• _Exercices à réaliser_
(1) Selon l'extrait consacré à l'album d'Ange Halliwell, quel collectif allemand a repris en septembre 2020 une phrase écrite à propos de The Wheel of Time ?
(2) Recopiez à l'identique le passage de l'extrait consacré à l'album d'Ange Halliwell qui va de « Quand je lance » jusqu'à « du merch’ ensemble. ».

Quand je lance un album, je cherche généralement un sens dans ce que j’écoute. Si je n’en trouve pas, je n’en parle pas ; si j’en trouve, je l’écris. Et le timing est assez amusant car j’ai fait cela récemment avec l’album de Malibu, et je continue à présent avec celui d’Ange Halliwell. Ce sont deux artistes qui se connaissent très bien, assez pour collaborer, s’inviter mutuellement sur des featurings et sortir du merch’ ensemble. 

Moi, j’y ai d’abord vu une simple coïncidence dans le calendrier de leurs sorties respectives, plutôt qu’une continuité. Je savais que j’allais écrire sur Ange au moment où il a parlé de son nouvel album, pas sur Malibu. Pourtant, les choses se sont déroulées dans cet ordre : j’ai d’abord écrit sur Malibu (review à lire ici) et j’écris à présent sur Ange Halliwell… Quelque part, j’en suis presque heureux, car je les ai abordés dans des conditions très différentes.

J’ai écouté Malibu chez moi, dans le confort et la sécurité de mon bureau, au cœur de ma chambre. Et j’ai écouté Spirit, are you here? à dix milles pieds d’altitude, la tête pleine de souvenirs de voyage, entre deux vols avant mon retour en France, avec cette pointe de nostalgie des départs qui rend l’écoute plus sensible, plus émotive encore.

Ce 10 novembre dernier, alors que les premiers morceaux de l’album s’enchaînaient sur mon téléphone, mon regard s’est perdu à travers le hublot. En bas, les montagnes de Wulangshan déroulaient leurs forêts centenaires d’arbres à thé à perte de vue. Puis, peu à peu, une nappe de nuages plats est venue effacer ce décor vert émeraude, ne laissant qu’un plateau de brume blanche et soyeuse, de quoi me plonger entièrement dans la musique. Et là, à ce moment précis, coïncidence encore une fois, c’est la voix de Malibu qui est venue se glisser dans ce paysage aérien que je contemplais.

Il y a quelques années, en septembre 2020, le collectif allemand Creamcake avait repris une phrase que j’avais écrite à propos de l’album The Wheel of Time d’Ange Halliwell. Je disais qu’Ange invitait l’auditeur « dans un voyage où l’éternité existe en un instant, où le temps est glorifié par les notes jouées, et où la vie est restaurée par la force immanente de sa musique ».

Avec ce nouvel album, Ange Halliwell ne se contente plus d’inviter : il dresse un autel, relève la lampe, et murmure : « Esprit, es-tu là ? »

Alors, au-dessus du monde, à dix mille pieds d’altitude, je me suis posé la même question : « Esprit, es-tu là ? Et si tu es là, qui es-tu ? »

J’ai tenté d’y répondre, à ma manière, avec mes idées et quelques notes écrites sur mon téléphone ce jour-là, une réponse née de l’écoute, et de l’esprit de cet album qui est venu à moi.

• _Extraits du corpus_
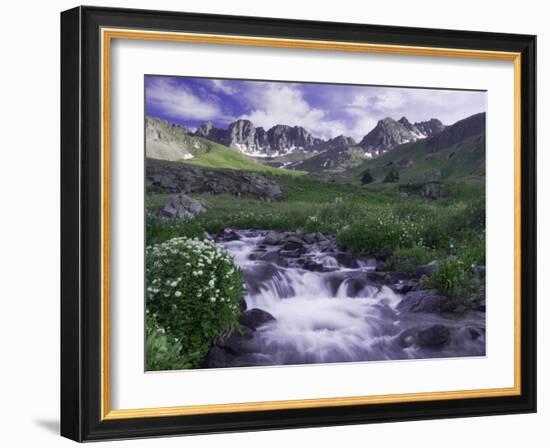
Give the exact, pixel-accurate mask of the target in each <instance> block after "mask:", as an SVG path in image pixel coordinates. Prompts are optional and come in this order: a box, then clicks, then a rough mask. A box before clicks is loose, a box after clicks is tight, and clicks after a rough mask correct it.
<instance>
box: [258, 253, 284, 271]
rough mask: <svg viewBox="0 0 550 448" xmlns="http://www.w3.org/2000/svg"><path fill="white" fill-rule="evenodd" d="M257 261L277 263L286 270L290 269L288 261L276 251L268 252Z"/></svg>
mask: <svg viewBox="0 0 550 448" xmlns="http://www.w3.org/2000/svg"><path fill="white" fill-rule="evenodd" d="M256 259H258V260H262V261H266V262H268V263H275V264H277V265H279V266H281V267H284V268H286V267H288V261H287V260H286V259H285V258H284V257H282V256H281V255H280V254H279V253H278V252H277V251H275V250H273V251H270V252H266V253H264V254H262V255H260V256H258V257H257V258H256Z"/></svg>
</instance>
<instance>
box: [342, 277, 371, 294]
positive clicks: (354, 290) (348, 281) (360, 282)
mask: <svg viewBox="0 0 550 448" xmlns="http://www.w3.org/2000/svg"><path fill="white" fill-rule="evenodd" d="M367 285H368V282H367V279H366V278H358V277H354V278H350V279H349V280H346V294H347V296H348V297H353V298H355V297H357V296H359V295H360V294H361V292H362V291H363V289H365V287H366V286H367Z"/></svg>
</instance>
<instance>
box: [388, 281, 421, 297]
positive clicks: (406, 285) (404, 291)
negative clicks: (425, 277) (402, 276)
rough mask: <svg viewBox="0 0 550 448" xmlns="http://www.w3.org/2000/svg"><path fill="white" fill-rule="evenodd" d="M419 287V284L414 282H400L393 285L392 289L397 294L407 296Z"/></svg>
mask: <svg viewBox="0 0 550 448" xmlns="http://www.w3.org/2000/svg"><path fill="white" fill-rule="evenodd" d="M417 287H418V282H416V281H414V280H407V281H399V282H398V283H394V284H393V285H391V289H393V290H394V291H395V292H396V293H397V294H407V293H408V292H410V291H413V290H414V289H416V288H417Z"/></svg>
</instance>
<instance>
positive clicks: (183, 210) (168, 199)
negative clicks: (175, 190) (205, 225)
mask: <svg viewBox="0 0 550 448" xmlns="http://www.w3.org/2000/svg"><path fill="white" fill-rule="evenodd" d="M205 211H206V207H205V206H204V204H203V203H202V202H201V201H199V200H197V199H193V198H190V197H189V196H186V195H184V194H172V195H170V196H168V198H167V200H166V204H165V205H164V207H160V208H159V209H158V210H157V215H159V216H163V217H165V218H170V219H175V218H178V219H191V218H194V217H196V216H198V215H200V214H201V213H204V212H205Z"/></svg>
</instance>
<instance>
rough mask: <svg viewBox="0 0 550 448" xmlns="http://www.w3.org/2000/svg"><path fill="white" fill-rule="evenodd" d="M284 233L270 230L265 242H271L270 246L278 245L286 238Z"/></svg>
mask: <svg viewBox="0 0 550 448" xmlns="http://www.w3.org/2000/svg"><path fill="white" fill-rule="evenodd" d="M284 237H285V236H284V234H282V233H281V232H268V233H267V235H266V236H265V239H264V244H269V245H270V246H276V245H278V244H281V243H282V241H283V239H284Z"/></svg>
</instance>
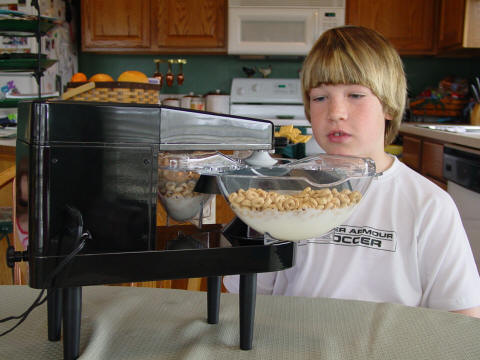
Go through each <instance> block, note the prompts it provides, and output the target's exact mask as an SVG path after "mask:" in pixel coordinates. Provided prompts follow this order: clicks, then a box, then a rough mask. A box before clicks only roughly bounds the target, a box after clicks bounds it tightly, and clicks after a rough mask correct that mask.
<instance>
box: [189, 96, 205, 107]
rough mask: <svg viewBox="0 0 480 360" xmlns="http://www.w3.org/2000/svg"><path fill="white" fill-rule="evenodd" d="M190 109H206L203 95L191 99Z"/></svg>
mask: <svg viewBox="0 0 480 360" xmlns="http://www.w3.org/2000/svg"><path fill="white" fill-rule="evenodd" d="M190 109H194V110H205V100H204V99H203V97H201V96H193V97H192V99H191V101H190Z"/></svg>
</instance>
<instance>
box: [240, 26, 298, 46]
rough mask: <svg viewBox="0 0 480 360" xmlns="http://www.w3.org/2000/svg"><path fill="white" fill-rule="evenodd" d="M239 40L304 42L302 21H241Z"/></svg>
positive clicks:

• _Liste des réponses_
(1) Le collectif Creamcake.

(2)
Quand je lance un album, je cherche généralement un sens dans ce que j’écoute. Si je n’en trouve pas, je n’en parle pas ; si j’en trouve, je l’écris. Et le timing est assez amusant car j’ai fait cela récemment avec l’album de Malibu, et je continue à présent avec celui d’Ange Halliwell. Ce sont deux artistes qui se connaissent très bien, assez pour collaborer, s’inviter mutuellement sur des featurings et sortir du merch’ ensemble.